TASK DESCRIPTION – Reproduce the listing below word for word, starting at the line that contains "the green bush" and ending with the last line of the listing, both included.

INFORMATION GIVEN –
-=-=-=-=-
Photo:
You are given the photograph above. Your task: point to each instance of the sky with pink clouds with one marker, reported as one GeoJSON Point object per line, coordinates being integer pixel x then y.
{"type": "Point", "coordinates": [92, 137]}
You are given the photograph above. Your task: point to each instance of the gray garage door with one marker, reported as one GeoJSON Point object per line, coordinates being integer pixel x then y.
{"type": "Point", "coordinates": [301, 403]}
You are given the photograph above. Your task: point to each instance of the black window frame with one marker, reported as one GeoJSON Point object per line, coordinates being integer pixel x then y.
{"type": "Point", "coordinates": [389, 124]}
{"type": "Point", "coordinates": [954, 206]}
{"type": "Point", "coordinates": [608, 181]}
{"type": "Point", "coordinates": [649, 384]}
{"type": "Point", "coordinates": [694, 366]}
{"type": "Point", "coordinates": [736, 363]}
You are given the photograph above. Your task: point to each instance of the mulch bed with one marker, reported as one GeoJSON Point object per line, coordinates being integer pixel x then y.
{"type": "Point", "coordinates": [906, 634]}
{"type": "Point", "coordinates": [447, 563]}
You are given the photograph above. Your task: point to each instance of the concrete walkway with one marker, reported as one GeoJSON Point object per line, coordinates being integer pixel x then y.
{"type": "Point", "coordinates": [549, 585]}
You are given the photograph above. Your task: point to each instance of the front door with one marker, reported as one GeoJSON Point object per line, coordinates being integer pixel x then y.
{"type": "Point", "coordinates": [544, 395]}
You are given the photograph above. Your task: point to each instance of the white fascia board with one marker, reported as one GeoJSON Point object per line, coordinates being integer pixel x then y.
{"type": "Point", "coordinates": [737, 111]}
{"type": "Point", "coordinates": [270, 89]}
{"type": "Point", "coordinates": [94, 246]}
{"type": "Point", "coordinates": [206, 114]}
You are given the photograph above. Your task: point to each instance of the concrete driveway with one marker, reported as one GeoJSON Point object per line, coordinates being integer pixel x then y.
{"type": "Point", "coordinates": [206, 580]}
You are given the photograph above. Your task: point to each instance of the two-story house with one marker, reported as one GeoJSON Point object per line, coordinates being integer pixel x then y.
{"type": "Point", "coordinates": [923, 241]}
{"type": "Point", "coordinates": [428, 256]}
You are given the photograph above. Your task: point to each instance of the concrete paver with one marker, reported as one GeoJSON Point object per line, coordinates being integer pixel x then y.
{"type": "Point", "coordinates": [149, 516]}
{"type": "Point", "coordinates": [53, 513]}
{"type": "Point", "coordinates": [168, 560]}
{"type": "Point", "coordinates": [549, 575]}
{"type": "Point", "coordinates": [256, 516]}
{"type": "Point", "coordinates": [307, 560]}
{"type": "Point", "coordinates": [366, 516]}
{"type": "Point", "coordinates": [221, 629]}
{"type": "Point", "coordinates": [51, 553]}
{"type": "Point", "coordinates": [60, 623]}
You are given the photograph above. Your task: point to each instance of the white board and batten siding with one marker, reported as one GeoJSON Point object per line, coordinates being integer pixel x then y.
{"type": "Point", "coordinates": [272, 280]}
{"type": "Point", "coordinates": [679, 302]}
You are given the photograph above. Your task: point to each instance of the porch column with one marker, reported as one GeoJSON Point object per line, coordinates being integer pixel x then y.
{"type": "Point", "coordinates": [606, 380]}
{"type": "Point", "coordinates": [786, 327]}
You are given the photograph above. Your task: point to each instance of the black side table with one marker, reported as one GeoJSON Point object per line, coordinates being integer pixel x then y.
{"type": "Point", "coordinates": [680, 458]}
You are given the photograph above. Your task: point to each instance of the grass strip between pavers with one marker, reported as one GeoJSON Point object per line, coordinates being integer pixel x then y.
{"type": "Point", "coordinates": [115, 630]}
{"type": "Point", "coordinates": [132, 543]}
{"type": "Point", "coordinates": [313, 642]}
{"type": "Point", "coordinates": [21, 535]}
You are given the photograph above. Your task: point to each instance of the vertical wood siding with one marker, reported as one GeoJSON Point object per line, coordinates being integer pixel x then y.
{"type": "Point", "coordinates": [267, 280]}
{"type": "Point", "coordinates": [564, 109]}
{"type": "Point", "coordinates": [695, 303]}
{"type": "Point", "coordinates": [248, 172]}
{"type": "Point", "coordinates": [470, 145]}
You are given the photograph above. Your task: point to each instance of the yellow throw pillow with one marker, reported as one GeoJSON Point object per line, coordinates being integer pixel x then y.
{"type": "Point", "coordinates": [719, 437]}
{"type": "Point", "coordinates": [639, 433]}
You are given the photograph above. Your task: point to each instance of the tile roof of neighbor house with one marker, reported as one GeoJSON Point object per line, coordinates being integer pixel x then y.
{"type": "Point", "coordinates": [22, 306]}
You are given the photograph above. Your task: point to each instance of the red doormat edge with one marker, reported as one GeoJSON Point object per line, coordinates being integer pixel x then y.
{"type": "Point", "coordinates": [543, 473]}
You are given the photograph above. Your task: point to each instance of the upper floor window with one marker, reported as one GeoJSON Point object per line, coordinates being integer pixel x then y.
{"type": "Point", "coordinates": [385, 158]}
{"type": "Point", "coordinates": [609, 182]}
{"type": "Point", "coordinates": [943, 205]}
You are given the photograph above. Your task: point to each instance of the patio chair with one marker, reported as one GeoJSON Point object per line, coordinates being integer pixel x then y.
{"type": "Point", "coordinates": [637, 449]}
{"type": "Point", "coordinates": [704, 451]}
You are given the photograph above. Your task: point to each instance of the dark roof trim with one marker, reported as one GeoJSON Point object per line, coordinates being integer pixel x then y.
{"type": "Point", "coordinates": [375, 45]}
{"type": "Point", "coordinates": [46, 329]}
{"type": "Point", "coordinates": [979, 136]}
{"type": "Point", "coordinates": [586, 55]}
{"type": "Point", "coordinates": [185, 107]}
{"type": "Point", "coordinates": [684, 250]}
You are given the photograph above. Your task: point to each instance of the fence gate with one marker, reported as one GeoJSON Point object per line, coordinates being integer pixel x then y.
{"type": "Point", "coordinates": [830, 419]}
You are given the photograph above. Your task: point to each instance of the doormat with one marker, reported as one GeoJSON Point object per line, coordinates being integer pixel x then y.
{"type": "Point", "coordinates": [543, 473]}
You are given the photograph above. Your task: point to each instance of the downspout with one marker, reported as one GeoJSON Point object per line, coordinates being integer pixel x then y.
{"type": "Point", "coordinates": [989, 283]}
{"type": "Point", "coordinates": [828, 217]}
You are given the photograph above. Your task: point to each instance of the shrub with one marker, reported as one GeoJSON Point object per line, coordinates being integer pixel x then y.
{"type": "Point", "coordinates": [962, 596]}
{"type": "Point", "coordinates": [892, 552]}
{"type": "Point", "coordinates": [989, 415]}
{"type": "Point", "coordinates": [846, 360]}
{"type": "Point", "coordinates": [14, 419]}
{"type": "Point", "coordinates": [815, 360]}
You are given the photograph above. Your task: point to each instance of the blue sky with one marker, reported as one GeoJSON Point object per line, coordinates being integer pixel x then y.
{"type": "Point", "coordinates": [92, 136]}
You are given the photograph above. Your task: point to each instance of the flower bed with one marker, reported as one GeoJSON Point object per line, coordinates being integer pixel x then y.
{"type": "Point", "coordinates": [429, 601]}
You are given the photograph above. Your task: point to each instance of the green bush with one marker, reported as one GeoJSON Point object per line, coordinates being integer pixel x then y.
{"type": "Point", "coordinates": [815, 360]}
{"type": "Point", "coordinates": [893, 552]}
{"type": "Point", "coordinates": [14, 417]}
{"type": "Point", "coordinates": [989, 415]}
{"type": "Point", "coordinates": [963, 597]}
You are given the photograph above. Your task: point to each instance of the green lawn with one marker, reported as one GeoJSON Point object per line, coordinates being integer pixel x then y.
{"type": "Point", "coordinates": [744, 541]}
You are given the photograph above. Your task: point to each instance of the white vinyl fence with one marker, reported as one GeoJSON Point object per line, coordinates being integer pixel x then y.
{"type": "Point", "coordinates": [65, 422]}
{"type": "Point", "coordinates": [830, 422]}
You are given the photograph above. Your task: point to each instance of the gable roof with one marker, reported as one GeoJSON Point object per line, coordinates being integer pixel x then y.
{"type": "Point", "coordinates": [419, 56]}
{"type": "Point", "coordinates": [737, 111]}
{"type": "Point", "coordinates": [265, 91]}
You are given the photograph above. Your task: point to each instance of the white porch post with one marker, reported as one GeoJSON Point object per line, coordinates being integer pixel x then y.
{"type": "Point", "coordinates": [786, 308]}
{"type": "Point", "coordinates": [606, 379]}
-=-=-=-=-
CORRECT ANSWER –
You are given the photograph above. Your task: point to each instance of the green bush with one marker, reported as one GeoJSON Point object per line, coordinates being integer pixel x then y.
{"type": "Point", "coordinates": [815, 360]}
{"type": "Point", "coordinates": [893, 552]}
{"type": "Point", "coordinates": [14, 417]}
{"type": "Point", "coordinates": [989, 415]}
{"type": "Point", "coordinates": [963, 597]}
You are given the photograph above. Your task: point to each instance of the green lawn with one marker, reported as one GeoJSON Point object per line, coordinates being integer pixel x then y.
{"type": "Point", "coordinates": [744, 541]}
You are given the photograph above. Your task: point to each instance of the white vinyl fence with one marker, reported as one GeoJSON Point object per line, coordinates being integer pixel x then y.
{"type": "Point", "coordinates": [65, 422]}
{"type": "Point", "coordinates": [830, 422]}
You are given the photograph above. Your task: point to each instance of the gable roof with one marker, reported as one GeoJSON Point object per line, coordinates being integer pixel x then y.
{"type": "Point", "coordinates": [419, 56]}
{"type": "Point", "coordinates": [737, 111]}
{"type": "Point", "coordinates": [265, 91]}
You are given the photograph above. Your task: point to each instance of the white porch post with one marker, reported as one GeoJSON Point object per line, coordinates being integer pixel x then y.
{"type": "Point", "coordinates": [786, 308]}
{"type": "Point", "coordinates": [606, 379]}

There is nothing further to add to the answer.